— WHAT YOU NEED TO DO —
Copy out every one of the records below, leaving each line unchanged.

++++ GIVEN ENTRIES

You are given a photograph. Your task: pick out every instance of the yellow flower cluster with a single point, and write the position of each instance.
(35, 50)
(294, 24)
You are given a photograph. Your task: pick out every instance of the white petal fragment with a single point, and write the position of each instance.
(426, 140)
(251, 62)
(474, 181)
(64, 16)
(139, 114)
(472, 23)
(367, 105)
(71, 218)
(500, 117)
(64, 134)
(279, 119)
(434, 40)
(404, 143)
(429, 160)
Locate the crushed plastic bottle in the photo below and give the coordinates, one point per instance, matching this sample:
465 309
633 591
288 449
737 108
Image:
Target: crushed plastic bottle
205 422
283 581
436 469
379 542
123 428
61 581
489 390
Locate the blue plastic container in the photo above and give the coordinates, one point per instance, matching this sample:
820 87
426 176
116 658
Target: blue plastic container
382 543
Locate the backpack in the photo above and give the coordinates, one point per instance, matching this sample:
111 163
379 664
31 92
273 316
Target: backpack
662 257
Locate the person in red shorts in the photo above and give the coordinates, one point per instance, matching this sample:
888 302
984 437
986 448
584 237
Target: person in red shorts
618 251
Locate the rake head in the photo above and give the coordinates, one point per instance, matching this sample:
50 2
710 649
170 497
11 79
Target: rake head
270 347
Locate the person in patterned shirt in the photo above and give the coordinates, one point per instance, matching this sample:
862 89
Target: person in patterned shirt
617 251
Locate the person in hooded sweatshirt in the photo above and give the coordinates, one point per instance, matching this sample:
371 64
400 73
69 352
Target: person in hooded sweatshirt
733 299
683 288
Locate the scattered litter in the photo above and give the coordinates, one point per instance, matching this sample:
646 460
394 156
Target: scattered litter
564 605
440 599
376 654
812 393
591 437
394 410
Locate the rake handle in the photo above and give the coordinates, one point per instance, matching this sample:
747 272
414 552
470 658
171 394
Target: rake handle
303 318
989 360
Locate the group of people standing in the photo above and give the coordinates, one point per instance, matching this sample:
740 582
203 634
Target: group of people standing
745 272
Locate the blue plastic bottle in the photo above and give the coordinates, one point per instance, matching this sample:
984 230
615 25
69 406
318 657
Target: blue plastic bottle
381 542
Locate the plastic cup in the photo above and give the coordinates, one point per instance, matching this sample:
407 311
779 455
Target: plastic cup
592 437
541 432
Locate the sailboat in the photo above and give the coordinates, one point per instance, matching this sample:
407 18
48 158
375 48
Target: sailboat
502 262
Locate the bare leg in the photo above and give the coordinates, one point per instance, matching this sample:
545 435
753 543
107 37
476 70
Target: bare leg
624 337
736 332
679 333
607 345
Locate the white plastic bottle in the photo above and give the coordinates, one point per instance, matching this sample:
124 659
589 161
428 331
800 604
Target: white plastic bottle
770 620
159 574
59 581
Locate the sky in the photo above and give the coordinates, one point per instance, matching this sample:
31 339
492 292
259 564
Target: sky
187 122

++++++++

— ANSWER TO THE PROBLEM —
You are given a photograph. Your task: pick out every instance of the yellow flower cluster with a single point, and write the position of each instance.
(35, 50)
(294, 24)
You are given a photograph. Your task: pick out every instance of the white petal fragment with a single point, and write the position of each instance.
(426, 140)
(251, 62)
(474, 181)
(64, 16)
(139, 114)
(472, 23)
(367, 105)
(71, 218)
(500, 117)
(64, 134)
(279, 119)
(434, 40)
(404, 143)
(429, 160)
Locate the crushed plastic bottle in the photo below and give the coordinates, one point per instance, matching this sample:
465 309
633 591
288 449
737 108
Image:
Target: crushed plastic bottle
205 422
283 581
436 469
379 542
123 428
61 581
489 390
Locate the blue plastic container in the photo above and give the coordinates, one point per instance, matching this sample:
820 87
426 176
116 658
Target: blue plastic container
382 543
Locate the backpack in the photo above and give the coordinates, one point per instance, matching this sample:
111 163
379 664
31 92
273 316
Target: backpack
662 257
Locate the person in red shorts in the photo above and give the coordinates, one point per instance, matching this sample:
888 302
984 437
986 448
584 237
Target: person in red shorts
618 251
Locate the rake head in the photo above and give the coordinates, one point per instance, matching this sample:
50 2
710 649
170 497
11 79
Target: rake head
270 347
Locate the person in patterned shirt in the photo above and give the coordinates, one point per instance, matching this sample:
862 89
Target: person in patterned shirt
617 251
Locate the person in hooded sweatshirt in the photo above and give the coordinates, one point per instance, matching this sample:
371 64
400 73
69 352
Target: person in hooded sweatshirt
733 299
683 288
Locate the scattered litter in the photo above and give the coordinates, one point per instance, matching this sample:
646 460
394 156
Target: scattered litter
564 605
440 599
376 654
812 393
591 437
394 410
Locate the rake handle in the photo above and give the coordinates, one point per instance, matching this sample:
747 272
414 552
470 658
171 394
Target: rake handle
303 318
989 360
Locate the group of people standing in the photo above and give the coordinates, one point per instance, matching this sample:
740 582
203 634
Target: group of people standing
745 272
Locate the blue plastic bottle in the photo above and give the coordinates, one point per instance, matching this sample:
984 230
615 25
69 406
318 657
Target: blue plastic bottle
381 542
Locate the plastic cup in the photo above and give the coordinates, one point per instance, matching this sample:
407 311
779 455
Target: plastic cup
592 437
541 432
Locate the sailboat in the photo above and give the coordinates, one point per instance, matching this sample:
407 18
48 158
375 48
Target: sailboat
502 262
Locate the bare leg in the photo above and give the coordinates, one point per instance, matching this sample:
545 435
753 543
107 37
476 70
Target: bare leg
624 337
736 332
679 333
607 345
Locate the white plastic bottle in the photo above and give the coordinates, one point per instance, matching this sample:
124 659
589 161
428 331
800 604
Target: white plastic bottle
770 620
159 574
59 581
Locate the sky in the photo above and give the coordinates, one point per instance, matching this sample:
31 339
492 292
259 564
Target: sky
187 122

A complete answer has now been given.